TAREA A REALIZAR
Según la homilía, ¿en qué lugar y en qué fecha se celebró la Eucaristía de inicio del Septenario del Cristo de la Salud?

FRAGMENTO DEL DOCUMENTO
########################################

Homilía en la Eucaristía de inicio del Septenario del Cristo de la Salud, en Santa Fe, el 19 de marzo de 2022.
Fecha: 19/03/2022
Queridísima Iglesia del Señor;
muy queridos D. Eduardo y D. Jorge (…);
Han sido meses muy raros. Llevamos un tiempo desde la última vez que yo celebré aquí la Novena en el Cristo de la salud. Hemos conocido a muchas personas que lo han pasado mal. Hemos perdido a muchas personas. Hemos vivido una cierta Pasión, como la del Señor, porque desde la Pasión de Cristo no hay sufrimiento humano que no sea una parte del sufrimiento de Cristo, hasta tal punto se ha unido el Señor con nosotros, con la humanidad entera, que no hay ningún sufrimiento humano, y no sólo de los cristianos… Nosotros formamos parte de Su cuerpo. Pero, como subrayaban algunos Padres de la Iglesia, y volvió a subrayar Juan Pablo II, “Jesucristo, el Hijo de Dios, al encarnarse, se ha unido en cierto modo, a todo hombre”. Por lo tanto, ante todo lo que nos sucede, Dios no es indiferente y sé lo que estoy diciendo y en el momento en el que lo estoy diciendo. Vino la pandemia y nos ha diezmado en muchos aspectos. Y ha paralizado muchas cosas y ha ralentizado otras. Y cuando parecía que estábamos saliendo de la pandemia, empieza esta guerra en Europa, que es de alguna manera nuestra patria grande y nos afecta a nosotros decisivamente.

########################################

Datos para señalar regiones
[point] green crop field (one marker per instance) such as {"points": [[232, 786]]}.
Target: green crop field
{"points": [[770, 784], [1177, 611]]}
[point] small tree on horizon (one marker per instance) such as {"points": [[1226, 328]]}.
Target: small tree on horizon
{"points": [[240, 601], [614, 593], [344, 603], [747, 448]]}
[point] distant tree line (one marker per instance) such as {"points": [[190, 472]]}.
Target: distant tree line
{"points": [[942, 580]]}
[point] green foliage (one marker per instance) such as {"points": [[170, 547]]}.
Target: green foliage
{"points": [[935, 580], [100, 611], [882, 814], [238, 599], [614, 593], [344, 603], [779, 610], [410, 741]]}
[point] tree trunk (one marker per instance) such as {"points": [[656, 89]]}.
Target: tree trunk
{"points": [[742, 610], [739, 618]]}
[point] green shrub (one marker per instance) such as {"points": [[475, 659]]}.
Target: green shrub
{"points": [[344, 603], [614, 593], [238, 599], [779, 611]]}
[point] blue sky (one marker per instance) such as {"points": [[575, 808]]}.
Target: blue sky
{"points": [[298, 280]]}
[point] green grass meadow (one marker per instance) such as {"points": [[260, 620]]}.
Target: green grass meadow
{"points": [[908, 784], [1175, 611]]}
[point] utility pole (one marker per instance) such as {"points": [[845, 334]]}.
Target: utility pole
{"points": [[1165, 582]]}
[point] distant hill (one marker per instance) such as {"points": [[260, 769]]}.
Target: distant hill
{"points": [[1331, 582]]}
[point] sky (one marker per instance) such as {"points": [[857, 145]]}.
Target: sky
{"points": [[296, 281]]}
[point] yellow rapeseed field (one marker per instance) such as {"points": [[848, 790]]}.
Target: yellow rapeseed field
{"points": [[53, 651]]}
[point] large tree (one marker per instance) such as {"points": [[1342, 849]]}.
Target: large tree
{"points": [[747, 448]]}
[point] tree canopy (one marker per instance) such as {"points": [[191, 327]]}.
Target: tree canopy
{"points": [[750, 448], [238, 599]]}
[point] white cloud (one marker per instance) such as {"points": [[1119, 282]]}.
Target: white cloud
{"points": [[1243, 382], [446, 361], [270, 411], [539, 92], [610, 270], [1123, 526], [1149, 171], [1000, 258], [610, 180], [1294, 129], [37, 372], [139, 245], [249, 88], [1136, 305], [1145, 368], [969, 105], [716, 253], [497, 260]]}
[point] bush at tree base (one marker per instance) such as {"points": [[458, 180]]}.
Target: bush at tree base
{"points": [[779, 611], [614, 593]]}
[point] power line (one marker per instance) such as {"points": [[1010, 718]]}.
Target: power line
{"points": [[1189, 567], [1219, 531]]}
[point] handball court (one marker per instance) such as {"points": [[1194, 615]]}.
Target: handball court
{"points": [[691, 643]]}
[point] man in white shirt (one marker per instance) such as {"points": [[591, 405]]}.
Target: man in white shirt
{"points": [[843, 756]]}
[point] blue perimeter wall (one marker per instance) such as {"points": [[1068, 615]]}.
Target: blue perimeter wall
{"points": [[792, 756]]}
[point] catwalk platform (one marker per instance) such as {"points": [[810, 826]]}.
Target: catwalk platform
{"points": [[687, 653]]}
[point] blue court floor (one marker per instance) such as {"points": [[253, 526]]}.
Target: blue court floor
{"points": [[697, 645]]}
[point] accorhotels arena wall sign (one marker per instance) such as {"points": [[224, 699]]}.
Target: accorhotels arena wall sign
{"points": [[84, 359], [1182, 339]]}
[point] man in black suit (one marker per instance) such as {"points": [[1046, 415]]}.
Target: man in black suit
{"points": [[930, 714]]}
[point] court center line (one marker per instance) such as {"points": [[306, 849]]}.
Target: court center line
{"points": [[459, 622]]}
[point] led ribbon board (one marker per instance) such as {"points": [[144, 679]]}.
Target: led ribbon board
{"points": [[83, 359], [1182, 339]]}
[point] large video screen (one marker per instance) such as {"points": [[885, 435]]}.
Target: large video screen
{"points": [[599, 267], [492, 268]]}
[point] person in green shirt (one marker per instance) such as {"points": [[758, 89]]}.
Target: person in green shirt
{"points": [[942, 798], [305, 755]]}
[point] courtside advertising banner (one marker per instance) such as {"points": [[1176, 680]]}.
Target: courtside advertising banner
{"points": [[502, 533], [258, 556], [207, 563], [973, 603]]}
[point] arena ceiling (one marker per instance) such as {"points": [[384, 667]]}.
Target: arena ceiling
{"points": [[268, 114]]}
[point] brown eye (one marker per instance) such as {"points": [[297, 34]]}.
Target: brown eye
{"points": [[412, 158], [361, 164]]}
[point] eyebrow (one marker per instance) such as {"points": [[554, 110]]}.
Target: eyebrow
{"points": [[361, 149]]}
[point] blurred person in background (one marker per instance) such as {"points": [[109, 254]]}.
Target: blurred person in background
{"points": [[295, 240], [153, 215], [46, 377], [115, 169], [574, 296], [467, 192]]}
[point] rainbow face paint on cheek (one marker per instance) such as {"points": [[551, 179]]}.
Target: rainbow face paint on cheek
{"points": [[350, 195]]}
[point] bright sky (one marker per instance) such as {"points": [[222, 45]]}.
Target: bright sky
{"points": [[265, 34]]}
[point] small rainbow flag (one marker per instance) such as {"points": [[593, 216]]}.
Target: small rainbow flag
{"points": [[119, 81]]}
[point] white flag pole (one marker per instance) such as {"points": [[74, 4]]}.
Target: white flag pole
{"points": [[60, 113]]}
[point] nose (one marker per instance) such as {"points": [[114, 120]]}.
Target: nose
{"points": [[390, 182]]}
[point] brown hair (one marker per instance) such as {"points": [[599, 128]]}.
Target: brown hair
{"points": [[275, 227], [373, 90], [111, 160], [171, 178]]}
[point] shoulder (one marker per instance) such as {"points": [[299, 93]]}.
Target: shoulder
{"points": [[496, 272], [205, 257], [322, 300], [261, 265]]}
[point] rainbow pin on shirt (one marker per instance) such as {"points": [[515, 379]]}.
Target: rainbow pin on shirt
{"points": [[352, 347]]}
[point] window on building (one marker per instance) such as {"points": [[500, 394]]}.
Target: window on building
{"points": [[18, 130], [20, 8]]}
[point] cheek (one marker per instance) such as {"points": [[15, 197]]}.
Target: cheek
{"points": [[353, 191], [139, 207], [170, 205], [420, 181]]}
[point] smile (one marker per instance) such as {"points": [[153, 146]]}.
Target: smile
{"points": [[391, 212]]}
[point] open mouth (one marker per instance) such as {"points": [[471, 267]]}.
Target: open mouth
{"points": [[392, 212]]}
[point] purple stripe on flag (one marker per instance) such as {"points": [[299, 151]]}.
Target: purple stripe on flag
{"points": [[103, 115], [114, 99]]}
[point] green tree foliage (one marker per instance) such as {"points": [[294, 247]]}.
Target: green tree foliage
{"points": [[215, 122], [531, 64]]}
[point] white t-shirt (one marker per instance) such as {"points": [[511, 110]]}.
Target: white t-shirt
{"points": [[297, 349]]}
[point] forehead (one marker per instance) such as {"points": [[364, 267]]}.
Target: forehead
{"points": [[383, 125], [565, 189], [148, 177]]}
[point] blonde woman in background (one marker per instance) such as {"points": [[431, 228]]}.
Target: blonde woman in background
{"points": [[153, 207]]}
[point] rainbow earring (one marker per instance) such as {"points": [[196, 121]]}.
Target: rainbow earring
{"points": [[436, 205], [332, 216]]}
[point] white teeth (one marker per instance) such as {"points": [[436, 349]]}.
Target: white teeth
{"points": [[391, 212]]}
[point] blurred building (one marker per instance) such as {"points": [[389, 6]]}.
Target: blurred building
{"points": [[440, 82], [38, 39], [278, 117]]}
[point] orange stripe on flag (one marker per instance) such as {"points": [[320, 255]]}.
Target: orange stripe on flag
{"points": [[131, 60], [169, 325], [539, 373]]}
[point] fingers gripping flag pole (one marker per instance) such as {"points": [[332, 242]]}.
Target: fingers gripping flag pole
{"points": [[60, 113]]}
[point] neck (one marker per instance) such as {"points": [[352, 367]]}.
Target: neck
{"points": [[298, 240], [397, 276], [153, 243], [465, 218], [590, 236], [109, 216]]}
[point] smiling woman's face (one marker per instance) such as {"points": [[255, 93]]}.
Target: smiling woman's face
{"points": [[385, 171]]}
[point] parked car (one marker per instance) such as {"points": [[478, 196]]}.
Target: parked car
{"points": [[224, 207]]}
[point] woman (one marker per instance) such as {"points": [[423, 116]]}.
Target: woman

########################################

RESPUESTA DEL EJERCICIO
En Santa Fe, el 19 de marzo de 2022.